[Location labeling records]
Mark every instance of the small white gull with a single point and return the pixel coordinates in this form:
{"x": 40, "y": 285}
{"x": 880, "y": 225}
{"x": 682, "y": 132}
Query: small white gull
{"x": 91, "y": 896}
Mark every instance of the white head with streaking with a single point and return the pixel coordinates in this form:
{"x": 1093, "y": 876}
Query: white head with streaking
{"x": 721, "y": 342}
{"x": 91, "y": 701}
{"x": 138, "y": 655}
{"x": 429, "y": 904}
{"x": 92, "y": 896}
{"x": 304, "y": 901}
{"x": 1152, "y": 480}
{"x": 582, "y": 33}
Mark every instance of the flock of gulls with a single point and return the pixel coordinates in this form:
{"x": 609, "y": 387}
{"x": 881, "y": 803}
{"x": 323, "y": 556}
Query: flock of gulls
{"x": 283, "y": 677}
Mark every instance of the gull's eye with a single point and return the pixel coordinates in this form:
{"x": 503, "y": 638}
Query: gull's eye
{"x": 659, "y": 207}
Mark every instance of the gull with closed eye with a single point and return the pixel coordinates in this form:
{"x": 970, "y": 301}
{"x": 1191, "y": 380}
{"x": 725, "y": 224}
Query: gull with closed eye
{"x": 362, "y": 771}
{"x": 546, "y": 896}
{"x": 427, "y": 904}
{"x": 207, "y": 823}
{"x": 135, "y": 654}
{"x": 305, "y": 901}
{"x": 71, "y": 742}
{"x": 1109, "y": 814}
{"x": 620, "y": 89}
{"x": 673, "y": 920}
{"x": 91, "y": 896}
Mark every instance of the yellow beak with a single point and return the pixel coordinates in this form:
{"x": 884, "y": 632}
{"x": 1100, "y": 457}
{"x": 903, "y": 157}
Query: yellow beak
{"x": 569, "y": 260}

**What this task involves:** Using the data above, print every record exactly as shown.

**Result for this exercise:**
Mark every instance of the small white gull with a single point and return the pixel coordinates in this form:
{"x": 40, "y": 285}
{"x": 880, "y": 225}
{"x": 682, "y": 132}
Query: small white gull
{"x": 91, "y": 896}
Mark every instance of the white head with streaking with a single point and return the pixel coordinates in this form:
{"x": 1093, "y": 876}
Query: white head with streaking
{"x": 721, "y": 342}
{"x": 91, "y": 701}
{"x": 138, "y": 655}
{"x": 429, "y": 904}
{"x": 92, "y": 896}
{"x": 304, "y": 901}
{"x": 1152, "y": 480}
{"x": 582, "y": 33}
Mark every instance of the flock of gulls with a single point and return the pixel coordinates in this form:
{"x": 609, "y": 387}
{"x": 881, "y": 803}
{"x": 323, "y": 556}
Query: flock of gulls
{"x": 283, "y": 677}
Mark every instance of the gull's eye with a single point and return the pixel coordinates in this form:
{"x": 503, "y": 638}
Query: gull's eye
{"x": 659, "y": 207}
Mark every instance of the gull with closed eye with a single point and return the pixel coordinates in this form:
{"x": 970, "y": 301}
{"x": 1191, "y": 380}
{"x": 725, "y": 224}
Query: gull with closed eye
{"x": 362, "y": 771}
{"x": 546, "y": 896}
{"x": 427, "y": 904}
{"x": 207, "y": 823}
{"x": 135, "y": 654}
{"x": 305, "y": 901}
{"x": 71, "y": 742}
{"x": 1109, "y": 814}
{"x": 620, "y": 89}
{"x": 673, "y": 920}
{"x": 91, "y": 896}
Mark every instance of the yellow beak with a single point and return the pixel coordinates in this form:
{"x": 884, "y": 632}
{"x": 1100, "y": 457}
{"x": 903, "y": 157}
Query: yellow beak
{"x": 569, "y": 260}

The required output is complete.